Rows from a dataset

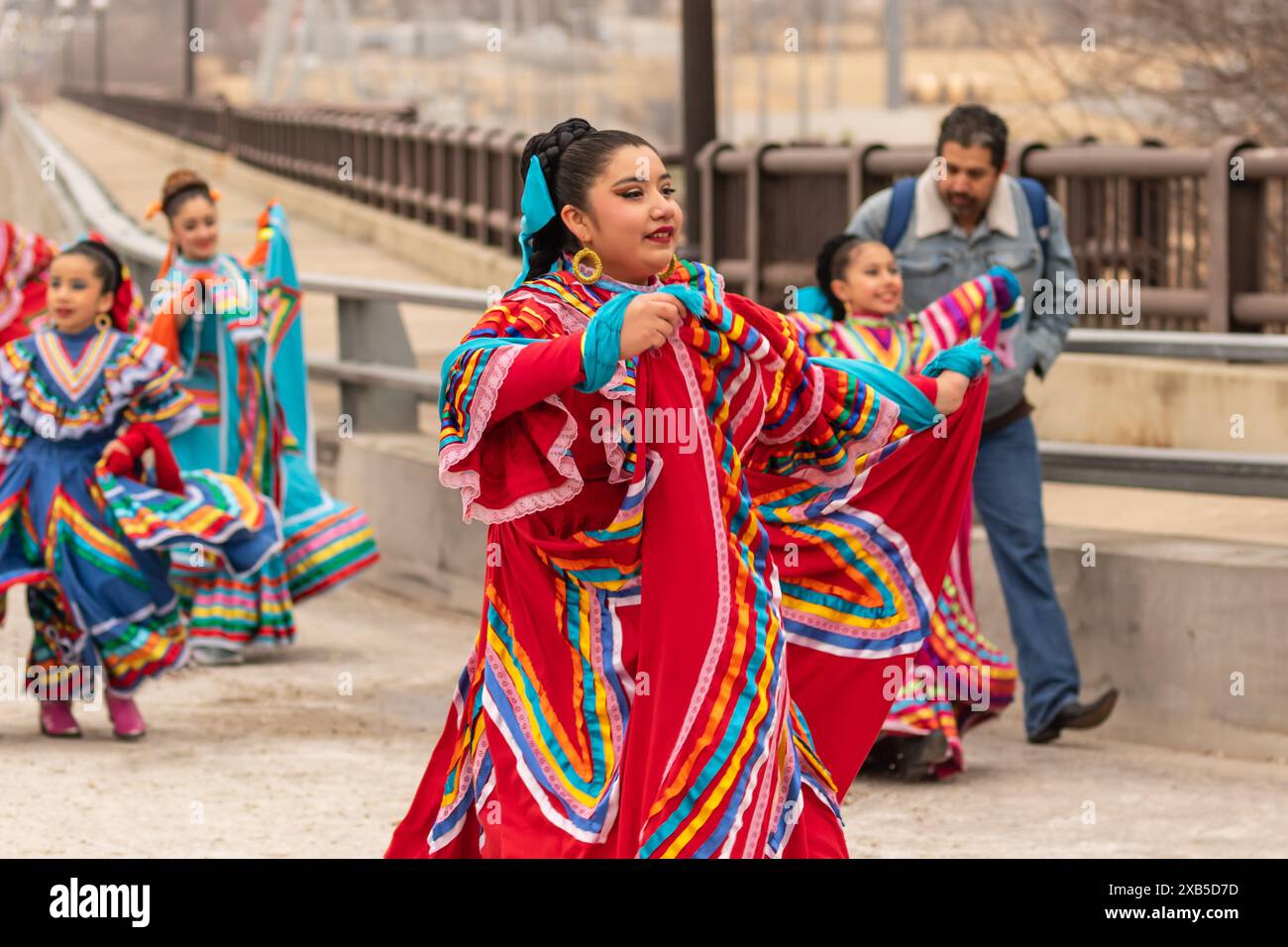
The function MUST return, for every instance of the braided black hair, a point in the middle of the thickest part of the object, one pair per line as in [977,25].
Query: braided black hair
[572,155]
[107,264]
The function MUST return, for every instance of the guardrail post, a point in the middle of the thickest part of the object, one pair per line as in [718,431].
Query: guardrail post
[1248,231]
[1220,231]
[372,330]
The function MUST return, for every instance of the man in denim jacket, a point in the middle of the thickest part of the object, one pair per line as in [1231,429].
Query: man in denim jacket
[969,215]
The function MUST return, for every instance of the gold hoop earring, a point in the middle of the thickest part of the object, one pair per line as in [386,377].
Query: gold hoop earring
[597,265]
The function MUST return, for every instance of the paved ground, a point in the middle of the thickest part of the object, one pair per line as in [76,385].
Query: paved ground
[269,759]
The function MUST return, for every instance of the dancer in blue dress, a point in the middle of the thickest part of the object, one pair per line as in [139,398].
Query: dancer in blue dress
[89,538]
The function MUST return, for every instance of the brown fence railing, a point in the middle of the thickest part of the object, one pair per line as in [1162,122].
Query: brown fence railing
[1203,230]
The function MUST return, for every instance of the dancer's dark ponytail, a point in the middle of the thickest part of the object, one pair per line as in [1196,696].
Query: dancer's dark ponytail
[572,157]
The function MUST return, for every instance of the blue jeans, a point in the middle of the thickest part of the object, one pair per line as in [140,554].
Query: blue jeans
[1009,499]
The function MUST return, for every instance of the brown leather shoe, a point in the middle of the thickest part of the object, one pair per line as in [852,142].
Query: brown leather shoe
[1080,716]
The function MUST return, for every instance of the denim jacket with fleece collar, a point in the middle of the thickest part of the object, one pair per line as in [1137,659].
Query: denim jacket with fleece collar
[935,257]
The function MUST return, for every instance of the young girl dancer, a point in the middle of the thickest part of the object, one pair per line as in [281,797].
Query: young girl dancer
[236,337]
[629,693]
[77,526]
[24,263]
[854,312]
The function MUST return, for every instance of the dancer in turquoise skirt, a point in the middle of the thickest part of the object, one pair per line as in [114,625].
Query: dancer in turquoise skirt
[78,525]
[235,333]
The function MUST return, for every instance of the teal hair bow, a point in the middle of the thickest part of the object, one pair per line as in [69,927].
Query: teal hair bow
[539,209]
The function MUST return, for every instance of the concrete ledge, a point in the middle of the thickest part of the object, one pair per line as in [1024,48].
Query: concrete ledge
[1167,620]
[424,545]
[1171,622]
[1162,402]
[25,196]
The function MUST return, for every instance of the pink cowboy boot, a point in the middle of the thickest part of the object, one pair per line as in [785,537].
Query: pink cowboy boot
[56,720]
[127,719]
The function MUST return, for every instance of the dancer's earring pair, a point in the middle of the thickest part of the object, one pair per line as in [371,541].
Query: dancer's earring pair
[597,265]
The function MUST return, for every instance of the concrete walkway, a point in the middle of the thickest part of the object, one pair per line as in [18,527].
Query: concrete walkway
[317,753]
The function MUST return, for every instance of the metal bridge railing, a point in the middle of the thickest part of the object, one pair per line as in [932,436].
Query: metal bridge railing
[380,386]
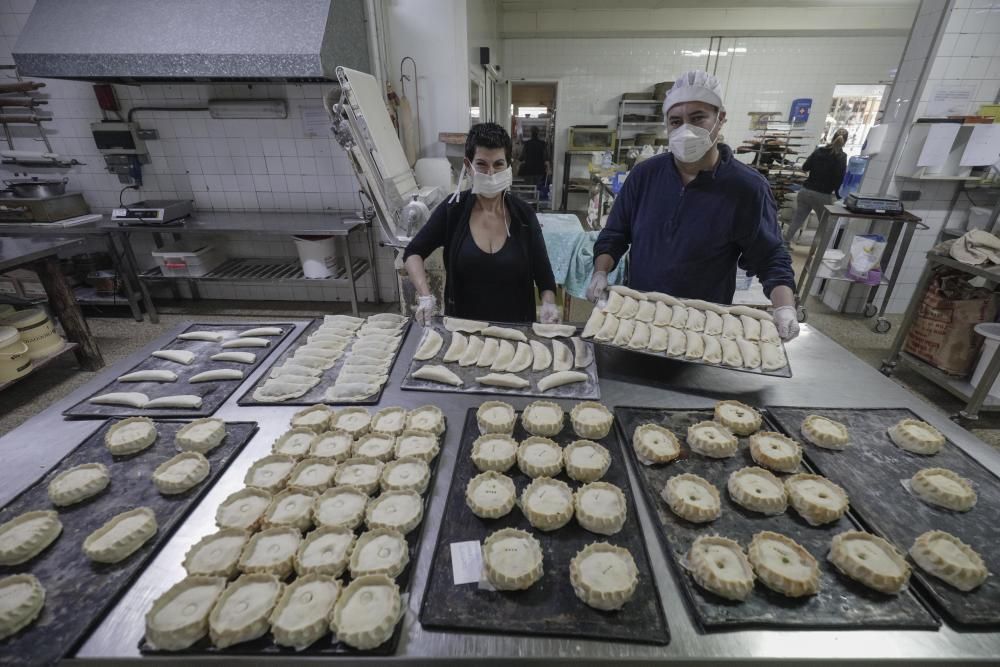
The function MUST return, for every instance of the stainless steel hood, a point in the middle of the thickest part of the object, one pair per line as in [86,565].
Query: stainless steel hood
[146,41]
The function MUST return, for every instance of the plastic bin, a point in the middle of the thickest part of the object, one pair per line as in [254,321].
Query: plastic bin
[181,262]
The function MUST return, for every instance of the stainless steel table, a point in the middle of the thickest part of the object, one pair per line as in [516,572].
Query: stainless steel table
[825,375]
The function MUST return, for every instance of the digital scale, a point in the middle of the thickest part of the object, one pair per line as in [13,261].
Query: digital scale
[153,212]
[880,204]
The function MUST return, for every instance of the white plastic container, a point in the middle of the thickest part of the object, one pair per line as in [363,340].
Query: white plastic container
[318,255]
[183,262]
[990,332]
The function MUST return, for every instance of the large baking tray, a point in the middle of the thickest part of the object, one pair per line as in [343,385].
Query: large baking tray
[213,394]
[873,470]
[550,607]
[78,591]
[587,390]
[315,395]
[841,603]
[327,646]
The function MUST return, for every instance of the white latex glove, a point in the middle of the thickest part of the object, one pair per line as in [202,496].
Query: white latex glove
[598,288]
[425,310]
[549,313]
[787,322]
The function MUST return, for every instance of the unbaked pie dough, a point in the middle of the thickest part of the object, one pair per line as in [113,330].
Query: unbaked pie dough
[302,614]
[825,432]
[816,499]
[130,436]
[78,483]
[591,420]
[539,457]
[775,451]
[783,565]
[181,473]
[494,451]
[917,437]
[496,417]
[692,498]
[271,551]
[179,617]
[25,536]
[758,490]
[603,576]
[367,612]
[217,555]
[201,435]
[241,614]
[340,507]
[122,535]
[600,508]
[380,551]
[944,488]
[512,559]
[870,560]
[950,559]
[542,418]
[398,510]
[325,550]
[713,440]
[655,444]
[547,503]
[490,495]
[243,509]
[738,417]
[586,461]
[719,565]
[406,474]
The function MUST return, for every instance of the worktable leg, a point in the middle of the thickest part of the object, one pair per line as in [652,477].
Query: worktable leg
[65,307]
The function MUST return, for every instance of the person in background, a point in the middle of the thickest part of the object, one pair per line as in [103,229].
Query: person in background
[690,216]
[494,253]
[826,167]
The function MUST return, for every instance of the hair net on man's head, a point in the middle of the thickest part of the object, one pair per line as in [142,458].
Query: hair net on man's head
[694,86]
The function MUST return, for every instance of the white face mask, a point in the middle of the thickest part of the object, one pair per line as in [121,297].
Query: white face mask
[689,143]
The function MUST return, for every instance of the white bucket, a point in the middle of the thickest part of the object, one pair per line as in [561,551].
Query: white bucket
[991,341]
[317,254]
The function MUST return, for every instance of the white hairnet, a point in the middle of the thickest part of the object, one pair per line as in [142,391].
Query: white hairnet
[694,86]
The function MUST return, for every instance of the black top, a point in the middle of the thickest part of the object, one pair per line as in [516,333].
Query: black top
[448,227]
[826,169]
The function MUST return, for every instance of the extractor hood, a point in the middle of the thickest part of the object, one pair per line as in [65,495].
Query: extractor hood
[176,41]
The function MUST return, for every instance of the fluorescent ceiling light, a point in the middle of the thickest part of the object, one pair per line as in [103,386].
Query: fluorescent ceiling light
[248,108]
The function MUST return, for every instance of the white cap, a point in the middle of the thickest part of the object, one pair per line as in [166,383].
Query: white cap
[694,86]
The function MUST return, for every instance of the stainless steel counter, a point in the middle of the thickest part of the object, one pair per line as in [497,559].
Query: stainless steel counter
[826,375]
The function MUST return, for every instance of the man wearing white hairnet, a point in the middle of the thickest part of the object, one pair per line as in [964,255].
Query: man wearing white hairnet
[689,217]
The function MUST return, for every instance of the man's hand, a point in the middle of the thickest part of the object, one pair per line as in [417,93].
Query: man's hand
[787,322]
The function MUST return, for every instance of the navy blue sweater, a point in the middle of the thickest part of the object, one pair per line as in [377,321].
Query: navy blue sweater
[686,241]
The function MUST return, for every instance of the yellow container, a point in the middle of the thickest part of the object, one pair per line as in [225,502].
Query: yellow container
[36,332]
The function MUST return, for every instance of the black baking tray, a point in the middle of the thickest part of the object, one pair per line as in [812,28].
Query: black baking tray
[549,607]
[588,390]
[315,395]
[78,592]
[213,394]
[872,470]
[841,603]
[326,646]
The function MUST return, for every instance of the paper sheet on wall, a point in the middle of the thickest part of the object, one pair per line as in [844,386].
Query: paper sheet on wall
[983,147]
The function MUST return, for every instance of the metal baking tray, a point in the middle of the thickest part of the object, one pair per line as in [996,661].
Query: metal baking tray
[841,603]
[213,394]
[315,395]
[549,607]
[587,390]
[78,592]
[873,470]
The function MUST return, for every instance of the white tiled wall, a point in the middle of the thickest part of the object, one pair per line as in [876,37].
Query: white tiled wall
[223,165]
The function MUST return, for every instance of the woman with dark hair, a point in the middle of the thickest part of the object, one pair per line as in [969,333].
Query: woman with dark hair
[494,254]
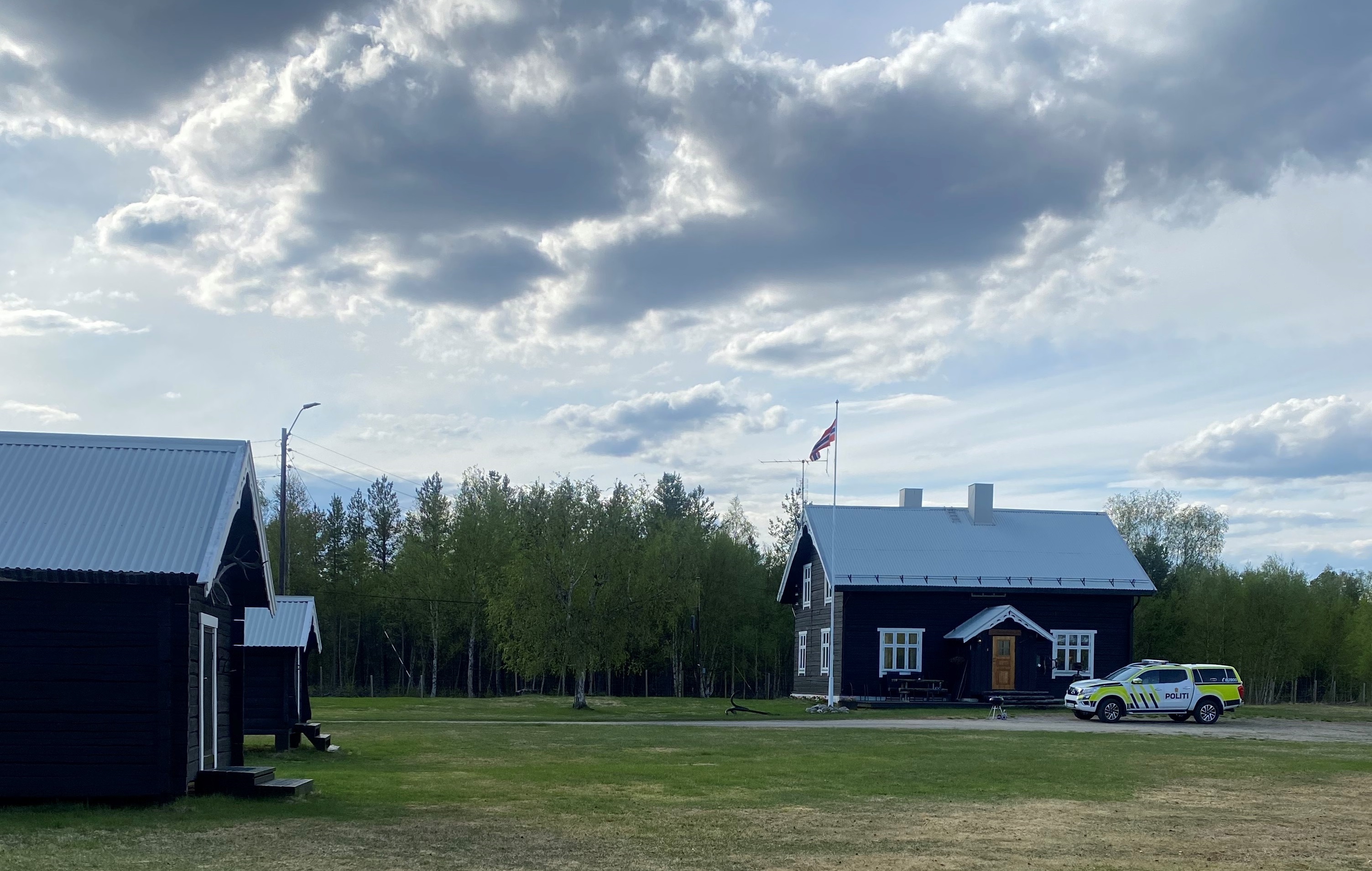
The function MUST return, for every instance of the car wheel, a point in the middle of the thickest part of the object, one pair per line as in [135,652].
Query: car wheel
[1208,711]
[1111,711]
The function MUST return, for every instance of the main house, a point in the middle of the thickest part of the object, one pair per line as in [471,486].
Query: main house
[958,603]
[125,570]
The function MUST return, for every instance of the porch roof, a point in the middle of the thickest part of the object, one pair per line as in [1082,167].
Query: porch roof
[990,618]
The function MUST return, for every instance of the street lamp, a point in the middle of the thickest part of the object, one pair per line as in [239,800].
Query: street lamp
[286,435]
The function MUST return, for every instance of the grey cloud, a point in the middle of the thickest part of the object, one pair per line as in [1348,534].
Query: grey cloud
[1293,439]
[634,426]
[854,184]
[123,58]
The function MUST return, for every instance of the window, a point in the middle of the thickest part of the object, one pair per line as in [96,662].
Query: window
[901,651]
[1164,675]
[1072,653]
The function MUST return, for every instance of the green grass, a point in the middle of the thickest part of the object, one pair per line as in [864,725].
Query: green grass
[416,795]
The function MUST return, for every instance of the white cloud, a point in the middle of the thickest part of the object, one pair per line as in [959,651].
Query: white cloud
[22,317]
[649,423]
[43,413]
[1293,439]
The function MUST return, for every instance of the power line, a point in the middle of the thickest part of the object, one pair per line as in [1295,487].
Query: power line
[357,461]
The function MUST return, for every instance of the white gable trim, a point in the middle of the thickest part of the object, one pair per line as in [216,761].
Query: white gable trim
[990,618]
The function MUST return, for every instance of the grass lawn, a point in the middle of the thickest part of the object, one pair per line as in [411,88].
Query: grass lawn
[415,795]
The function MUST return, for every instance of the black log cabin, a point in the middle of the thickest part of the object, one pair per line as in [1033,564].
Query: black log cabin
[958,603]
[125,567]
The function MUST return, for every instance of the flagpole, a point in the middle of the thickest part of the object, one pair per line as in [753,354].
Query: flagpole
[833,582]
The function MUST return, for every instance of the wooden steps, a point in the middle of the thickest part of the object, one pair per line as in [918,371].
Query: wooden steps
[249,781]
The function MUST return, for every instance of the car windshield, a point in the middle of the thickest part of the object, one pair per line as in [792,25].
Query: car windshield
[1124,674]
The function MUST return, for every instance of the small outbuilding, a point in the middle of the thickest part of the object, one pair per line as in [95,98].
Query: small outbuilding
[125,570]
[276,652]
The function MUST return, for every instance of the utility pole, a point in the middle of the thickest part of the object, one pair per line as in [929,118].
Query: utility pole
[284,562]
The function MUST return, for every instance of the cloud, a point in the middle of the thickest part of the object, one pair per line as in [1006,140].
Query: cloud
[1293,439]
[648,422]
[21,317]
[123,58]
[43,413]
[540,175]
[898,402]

### Task description
Quote verbatim the line containing "The function MUST return, for every instance of the white gable" and every line after it through the end of the records above.

### Exercise output
The function MUST return, for every instance of the white gable trim, a point in the middle of the thickest part of the object, one pair per line as in [216,761].
Query: white gable trim
[990,618]
The function MUST return, for every instance of the grass lawn, a point in the middle of the thickest part of the object, one pair per line as in [411,88].
Query: grass lawn
[415,795]
The function MUST return, for every instance of the black log cabin, a point in the middle of the thickest part of the object, one pair per line as in [1033,564].
Query: black log cabin
[958,603]
[125,567]
The function MUST return, for every instance of the flagpole, a point in the middle of the thickest part of the object, one pair per line as in [753,354].
Query: flagpole
[833,582]
The function MUST return, for every instance of the wooden steps, a point in the middle of the thickest part of the object, one pair per line as in [918,371].
Query: wooden steps
[249,781]
The function MUST return, for every instance of the car windshield, a point in the middle of the thickest part of the object, one pair per line as in [792,25].
Query: car windshield
[1124,674]
The function MUST return, for every instance of the small outbuilding, a point in the middle of the thickest part of the object, one pair per line as in [95,98].
Query: small outbuilding
[125,570]
[276,652]
The function MUST return, for every instance of the utility pole, a point in the middle of the thickest part of the object, one pair per line as in [929,118].
Query: utility pole
[284,562]
The function MUST return, for every instance of the cloud, a point in the middle of the thickest part of the object, one pair per line as in [1006,140].
Query: cloud
[1293,439]
[648,422]
[21,317]
[123,58]
[43,413]
[540,175]
[898,402]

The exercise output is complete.